» Task objective
Transcribe the stretch of rows below from the line containing "Check this image for the presence of any raised" through the end of the rows, copying every line without any change.

[Begin Supplied entries]

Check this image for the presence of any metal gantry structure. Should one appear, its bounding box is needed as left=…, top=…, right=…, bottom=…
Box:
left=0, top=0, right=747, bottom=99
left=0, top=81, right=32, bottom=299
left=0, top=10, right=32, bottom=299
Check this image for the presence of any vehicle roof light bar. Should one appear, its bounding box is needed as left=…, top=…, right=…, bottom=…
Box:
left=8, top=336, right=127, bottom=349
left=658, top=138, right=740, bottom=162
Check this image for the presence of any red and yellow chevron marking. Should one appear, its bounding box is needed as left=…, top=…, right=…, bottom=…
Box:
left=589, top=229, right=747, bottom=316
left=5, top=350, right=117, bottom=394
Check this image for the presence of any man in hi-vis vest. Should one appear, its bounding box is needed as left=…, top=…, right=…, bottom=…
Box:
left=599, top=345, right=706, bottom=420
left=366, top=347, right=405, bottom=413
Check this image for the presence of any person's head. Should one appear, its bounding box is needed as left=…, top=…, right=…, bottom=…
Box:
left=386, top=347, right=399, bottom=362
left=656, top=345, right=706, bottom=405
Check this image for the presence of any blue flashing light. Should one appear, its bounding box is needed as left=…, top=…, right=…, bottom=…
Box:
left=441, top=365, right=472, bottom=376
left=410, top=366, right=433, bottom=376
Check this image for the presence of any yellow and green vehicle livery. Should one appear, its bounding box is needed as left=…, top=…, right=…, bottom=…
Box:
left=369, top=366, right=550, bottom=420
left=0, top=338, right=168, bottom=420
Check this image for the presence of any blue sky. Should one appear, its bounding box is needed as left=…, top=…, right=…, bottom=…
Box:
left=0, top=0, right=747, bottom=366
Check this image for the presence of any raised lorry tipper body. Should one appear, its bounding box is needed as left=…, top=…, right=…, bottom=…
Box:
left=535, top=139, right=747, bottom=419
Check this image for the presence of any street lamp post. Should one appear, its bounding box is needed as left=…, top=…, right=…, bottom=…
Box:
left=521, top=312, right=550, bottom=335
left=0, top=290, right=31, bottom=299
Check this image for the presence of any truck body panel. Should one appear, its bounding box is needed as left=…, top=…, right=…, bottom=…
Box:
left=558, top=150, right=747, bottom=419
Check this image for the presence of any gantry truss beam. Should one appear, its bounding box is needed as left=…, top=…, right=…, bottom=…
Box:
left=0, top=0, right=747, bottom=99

[End Supplied entries]

» Answer to this problem
Check this image for the presence of any raised lorry tipper body. Should one appear, its bounding box is needed as left=…, top=…, right=…, bottom=…
Box:
left=535, top=139, right=747, bottom=419
Check this image for the presence of any street lamp post. Should one appear, its bounding box is needed as left=…, top=…, right=…, bottom=…
Box:
left=521, top=312, right=550, bottom=335
left=0, top=290, right=31, bottom=299
Check this image for the presence of any truck body panel. Should one appear, its bounding box is needed as left=…, top=…, right=…, bottom=…
Box:
left=558, top=150, right=747, bottom=419
Check this image for the presence of any gantry truss beam. Should one appear, its bounding box is needed as left=…, top=…, right=…, bottom=…
Box:
left=0, top=0, right=747, bottom=99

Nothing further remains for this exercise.